### EXTRACT PROVIDED
Figure 1.
The principle of DTI prediction based on gene-expression information.
(A) Ligand-binding modifies the biological functions of protein target, a series of target-related downstream genes are then influenced. Thus, we suppose that variant ligands binding to the same target should influence some downstream genes in common. This hypothesis is corroborated by the fact that drugs sharing common targets result in similar gene-expression profiles in CMap. (B) We therefore applied CMap expression similarity as a guilt-by-association indicator of potential drug-target interactions. If one compound has no recognized interaction with one certain target but shows high expression similarity to the ligands of that target, it may imply undiscovered drug-target interaction.
Figure 2.
The rationale of batch effect adjustment.
(A) The expression profile (denoted as variable E) in CMap is mainly determined by drug action (component d) and batch effect (component b). While the cell condition may vary from batch to batch, the drug action is relatively consistent. Thus, if batch X and Y include cell cultures treated by the same drug (e.g. drug B), these two drug B related expression profiles reflect homogenous drug action but heterogeneous cell condition. So their difference (denoted as Δ) reflects the variation between batch X and Y. By adding Δ to expression profiles in batch Y, the batch variation is adjusted and the two batches are merged into one. (B) Among the batches with 30 instances or more, we find 10 of them linking to each other by various bridge drugs. Primarily, we merged these 10 batches into a new one. Then other batches sharing bridge drugs with this new batch are further merged to form an even bigger batch. This bridging procedure is repeated until all batches are adjusted.
Figure 3.
Receiver operating characteristic (ROC) curve is used to evaluate the performance of BAES score and unadjusted CMap expression similarity.

### DATASET ENTRIES
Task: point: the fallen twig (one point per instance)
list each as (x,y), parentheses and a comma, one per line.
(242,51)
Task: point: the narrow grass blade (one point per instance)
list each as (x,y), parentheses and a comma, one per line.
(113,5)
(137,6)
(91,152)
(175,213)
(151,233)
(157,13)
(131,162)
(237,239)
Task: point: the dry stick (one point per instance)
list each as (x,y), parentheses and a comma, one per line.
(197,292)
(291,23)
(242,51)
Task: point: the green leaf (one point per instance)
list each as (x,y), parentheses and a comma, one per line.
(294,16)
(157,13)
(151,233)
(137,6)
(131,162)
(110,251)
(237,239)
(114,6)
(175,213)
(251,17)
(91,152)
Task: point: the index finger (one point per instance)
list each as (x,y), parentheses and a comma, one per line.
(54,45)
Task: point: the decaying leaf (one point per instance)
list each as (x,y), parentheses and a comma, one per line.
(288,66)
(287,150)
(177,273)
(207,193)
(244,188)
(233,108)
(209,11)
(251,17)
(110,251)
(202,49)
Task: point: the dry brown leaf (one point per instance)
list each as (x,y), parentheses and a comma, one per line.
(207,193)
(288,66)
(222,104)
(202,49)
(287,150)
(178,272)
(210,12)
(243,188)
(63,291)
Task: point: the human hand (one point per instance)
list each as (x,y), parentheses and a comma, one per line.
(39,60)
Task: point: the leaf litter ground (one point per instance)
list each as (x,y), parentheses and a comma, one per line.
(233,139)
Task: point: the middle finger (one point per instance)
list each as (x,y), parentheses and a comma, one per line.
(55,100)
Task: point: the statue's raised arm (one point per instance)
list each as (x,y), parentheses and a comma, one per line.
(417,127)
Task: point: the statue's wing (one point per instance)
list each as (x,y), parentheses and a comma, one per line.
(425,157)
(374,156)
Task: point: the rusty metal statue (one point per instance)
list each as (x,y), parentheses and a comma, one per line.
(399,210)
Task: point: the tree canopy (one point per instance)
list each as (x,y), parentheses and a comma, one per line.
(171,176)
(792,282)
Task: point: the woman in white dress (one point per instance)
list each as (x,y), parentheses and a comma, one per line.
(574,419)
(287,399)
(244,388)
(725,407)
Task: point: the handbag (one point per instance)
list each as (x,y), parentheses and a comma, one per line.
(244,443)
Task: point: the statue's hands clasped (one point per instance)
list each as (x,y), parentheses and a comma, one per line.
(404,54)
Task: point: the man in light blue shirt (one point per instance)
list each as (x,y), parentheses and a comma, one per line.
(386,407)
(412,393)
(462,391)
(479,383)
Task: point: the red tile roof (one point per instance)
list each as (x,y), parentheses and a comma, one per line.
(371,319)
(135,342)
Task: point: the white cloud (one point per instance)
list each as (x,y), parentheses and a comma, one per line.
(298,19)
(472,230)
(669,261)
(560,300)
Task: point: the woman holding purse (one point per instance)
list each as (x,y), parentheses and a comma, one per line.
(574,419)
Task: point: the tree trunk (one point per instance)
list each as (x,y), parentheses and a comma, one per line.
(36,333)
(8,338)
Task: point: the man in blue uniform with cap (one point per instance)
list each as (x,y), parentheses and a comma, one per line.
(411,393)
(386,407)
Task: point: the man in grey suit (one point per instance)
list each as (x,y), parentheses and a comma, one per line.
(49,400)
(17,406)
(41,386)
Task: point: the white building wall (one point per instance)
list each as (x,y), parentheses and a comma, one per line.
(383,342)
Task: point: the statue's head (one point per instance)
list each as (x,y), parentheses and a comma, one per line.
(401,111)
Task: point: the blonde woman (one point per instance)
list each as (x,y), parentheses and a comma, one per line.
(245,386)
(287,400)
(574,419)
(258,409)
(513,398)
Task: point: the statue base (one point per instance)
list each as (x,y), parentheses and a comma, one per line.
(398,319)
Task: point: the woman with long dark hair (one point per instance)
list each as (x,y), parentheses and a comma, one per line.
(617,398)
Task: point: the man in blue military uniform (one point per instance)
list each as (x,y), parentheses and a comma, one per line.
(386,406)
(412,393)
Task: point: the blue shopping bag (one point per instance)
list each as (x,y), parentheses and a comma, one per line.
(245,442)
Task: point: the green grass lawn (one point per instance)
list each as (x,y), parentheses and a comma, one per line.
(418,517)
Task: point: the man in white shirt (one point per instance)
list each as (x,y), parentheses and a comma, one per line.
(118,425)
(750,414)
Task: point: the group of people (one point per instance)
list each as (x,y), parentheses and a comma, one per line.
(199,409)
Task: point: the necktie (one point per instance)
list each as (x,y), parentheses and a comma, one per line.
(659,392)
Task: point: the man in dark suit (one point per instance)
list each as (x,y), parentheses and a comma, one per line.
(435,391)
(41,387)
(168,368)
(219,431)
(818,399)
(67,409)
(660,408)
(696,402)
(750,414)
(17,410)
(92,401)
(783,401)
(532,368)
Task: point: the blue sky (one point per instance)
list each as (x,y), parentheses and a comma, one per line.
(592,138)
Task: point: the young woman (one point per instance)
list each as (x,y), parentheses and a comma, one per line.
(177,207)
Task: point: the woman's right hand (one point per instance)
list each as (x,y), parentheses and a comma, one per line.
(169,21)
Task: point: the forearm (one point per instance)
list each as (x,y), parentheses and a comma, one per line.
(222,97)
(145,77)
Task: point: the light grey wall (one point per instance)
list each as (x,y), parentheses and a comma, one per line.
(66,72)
* * *
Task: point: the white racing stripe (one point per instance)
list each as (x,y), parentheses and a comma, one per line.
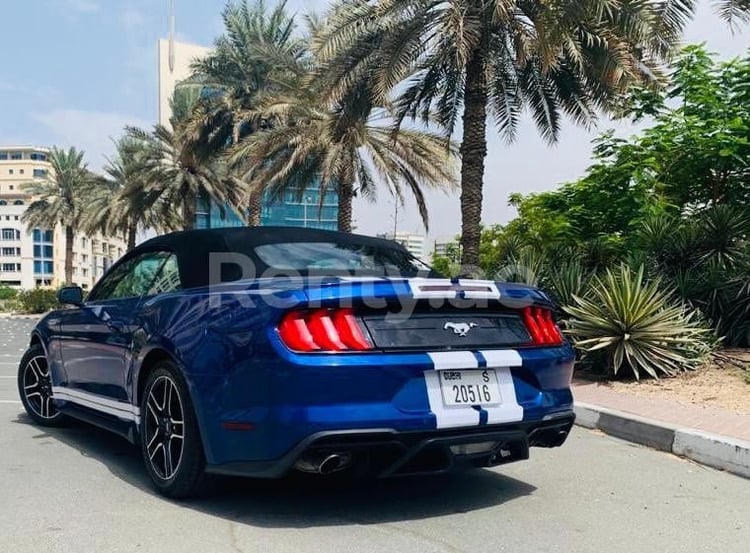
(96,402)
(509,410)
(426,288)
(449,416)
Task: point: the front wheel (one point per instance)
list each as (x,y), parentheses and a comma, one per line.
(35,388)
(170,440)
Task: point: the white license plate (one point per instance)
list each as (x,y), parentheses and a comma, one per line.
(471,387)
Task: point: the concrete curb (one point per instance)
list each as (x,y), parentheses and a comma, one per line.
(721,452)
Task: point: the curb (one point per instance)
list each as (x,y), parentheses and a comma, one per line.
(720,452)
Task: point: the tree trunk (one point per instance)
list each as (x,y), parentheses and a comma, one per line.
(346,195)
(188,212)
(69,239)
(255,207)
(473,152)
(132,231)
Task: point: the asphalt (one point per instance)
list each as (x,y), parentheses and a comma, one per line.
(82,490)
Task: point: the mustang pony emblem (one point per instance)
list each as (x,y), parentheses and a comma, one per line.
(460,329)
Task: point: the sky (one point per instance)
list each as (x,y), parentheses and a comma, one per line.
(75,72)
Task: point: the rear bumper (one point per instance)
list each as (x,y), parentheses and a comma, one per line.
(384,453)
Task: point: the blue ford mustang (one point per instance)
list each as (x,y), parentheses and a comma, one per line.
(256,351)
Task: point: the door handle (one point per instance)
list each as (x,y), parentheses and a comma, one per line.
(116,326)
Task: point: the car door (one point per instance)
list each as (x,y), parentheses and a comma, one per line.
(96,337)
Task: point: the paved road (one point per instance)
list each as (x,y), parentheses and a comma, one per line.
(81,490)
* * *
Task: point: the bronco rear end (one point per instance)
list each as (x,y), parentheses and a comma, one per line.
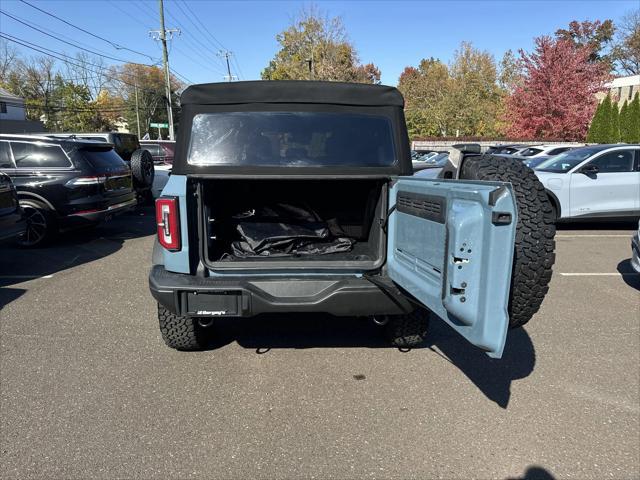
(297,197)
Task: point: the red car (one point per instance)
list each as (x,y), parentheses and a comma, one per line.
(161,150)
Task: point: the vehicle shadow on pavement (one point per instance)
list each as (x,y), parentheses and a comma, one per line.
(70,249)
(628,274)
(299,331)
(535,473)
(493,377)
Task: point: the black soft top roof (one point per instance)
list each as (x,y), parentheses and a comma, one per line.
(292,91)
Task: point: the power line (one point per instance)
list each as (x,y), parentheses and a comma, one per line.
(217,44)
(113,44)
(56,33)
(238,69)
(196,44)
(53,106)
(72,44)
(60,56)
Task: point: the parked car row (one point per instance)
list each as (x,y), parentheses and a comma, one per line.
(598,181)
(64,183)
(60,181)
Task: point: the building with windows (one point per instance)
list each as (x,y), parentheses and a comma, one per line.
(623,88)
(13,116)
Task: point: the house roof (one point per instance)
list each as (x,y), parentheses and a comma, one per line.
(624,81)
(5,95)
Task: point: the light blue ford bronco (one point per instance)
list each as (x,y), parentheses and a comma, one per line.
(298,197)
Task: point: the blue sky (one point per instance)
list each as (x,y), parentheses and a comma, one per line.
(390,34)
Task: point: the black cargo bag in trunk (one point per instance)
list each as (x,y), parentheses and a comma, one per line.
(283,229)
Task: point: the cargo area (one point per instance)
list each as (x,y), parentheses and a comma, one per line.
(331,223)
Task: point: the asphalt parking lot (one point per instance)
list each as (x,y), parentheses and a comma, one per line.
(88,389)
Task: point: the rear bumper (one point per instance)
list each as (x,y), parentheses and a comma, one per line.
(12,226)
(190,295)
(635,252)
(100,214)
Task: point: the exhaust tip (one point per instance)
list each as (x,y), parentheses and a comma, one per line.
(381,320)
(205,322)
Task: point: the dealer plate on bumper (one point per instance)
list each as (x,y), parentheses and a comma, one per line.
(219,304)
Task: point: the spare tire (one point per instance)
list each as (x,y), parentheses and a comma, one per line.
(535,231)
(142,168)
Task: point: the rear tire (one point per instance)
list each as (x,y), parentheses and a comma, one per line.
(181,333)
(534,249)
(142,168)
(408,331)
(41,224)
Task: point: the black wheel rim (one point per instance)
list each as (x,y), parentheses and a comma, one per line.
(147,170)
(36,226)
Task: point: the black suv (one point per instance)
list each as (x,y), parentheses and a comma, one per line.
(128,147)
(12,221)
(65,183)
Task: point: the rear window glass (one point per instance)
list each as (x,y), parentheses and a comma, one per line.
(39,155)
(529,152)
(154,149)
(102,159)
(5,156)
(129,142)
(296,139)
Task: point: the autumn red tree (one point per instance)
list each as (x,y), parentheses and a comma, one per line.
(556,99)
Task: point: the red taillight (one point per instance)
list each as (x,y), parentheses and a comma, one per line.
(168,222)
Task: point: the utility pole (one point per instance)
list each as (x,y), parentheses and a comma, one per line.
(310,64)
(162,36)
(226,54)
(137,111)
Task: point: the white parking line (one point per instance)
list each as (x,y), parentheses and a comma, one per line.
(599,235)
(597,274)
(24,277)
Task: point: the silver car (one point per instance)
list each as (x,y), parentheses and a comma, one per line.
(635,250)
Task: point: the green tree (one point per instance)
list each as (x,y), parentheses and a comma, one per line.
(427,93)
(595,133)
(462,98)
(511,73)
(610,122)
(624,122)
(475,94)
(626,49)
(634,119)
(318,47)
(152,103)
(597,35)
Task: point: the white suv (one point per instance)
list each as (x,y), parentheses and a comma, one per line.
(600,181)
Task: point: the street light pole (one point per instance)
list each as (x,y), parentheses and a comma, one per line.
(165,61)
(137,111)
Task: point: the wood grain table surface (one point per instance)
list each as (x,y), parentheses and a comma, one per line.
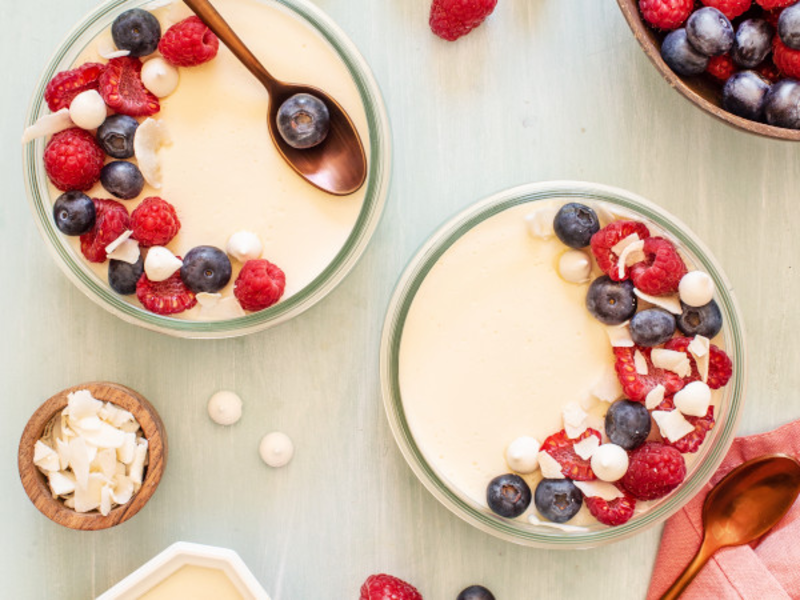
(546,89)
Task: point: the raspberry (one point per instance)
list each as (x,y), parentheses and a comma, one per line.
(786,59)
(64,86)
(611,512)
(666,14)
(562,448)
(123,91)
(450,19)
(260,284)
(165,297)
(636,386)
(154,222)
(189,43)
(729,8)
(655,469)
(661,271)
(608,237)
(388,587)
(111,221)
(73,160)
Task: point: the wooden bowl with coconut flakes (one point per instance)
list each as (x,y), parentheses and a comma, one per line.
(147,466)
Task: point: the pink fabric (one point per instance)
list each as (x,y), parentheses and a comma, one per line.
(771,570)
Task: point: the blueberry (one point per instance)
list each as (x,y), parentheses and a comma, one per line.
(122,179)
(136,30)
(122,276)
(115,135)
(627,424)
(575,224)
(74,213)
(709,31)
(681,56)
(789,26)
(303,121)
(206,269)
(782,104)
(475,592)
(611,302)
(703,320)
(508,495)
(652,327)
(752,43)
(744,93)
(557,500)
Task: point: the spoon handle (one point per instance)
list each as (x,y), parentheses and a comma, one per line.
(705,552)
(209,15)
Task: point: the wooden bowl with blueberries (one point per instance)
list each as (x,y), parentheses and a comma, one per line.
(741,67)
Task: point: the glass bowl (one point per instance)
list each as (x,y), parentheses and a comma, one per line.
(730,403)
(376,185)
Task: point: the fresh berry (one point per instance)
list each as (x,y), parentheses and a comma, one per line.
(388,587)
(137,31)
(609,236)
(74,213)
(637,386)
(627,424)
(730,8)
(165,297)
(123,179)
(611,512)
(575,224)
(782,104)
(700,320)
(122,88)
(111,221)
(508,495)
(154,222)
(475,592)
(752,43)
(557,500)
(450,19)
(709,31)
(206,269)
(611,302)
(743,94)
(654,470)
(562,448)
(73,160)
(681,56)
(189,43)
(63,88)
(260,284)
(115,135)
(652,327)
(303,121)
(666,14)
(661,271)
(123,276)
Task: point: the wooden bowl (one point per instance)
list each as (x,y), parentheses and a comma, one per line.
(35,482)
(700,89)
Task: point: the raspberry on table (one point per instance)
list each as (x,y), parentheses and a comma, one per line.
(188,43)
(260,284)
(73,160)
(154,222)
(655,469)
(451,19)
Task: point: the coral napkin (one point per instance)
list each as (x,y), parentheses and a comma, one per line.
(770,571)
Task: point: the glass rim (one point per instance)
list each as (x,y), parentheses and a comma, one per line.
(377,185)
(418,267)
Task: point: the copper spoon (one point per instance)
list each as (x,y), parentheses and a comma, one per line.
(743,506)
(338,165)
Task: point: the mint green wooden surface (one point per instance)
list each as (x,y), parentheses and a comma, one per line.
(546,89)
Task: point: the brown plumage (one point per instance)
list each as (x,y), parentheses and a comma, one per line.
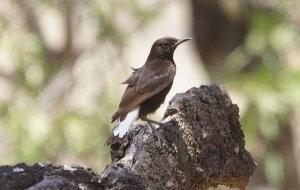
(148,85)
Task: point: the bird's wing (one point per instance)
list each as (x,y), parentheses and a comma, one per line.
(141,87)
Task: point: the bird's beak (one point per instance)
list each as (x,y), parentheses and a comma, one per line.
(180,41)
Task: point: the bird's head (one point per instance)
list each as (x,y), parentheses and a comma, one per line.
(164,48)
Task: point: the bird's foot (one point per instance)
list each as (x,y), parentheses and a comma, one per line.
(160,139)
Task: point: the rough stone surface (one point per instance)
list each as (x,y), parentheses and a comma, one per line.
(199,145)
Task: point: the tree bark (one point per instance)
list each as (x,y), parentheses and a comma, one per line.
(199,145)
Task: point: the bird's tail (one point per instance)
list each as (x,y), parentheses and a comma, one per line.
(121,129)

### EXERCISES
1. Using the figure captions, say whether each statement agrees with them: (a) the first merge combined 10 batches into a new one; (b) the drug action varies more from batch to batch than the cell condition does; (c) drugs that share common targets give similar gene-expression profiles in CMap. Answer yes or no for each, and quote the words that decide it.
2. Return the part of the figure captions from "The principle of" to "undiscovered drug-target interaction.", copied word for word.

### SOLUTIONS IN ORDER
1.
(a) Yes: "Primarily, we merged these 10 batches into a new one."
(b) No: "While the cell condition may vary from batch to batch, the drug action is relatively consistent."
(c) Yes: "drugs sharing common targets result in similar gene-expression profiles in CMap."

2.
The principle of DTI prediction based on gene-expression information.
(A) Ligand-binding modifies the biological functions of protein target, a series of target-related downstream genes are then influenced. Thus, we suppose that variant ligands binding to the same target should influence some downstream genes in common. This hypothesis is corroborated by the fact that drugs sharing common targets result in similar gene-expression profiles in CMap. (B) We therefore applied CMap expression similarity as a guilt-by-association indicator of potential drug-target interactions. If one compound has no recognized interaction with one certain target but shows high expression similarity to the ligands of that target, it may imply undiscovered drug-target interaction.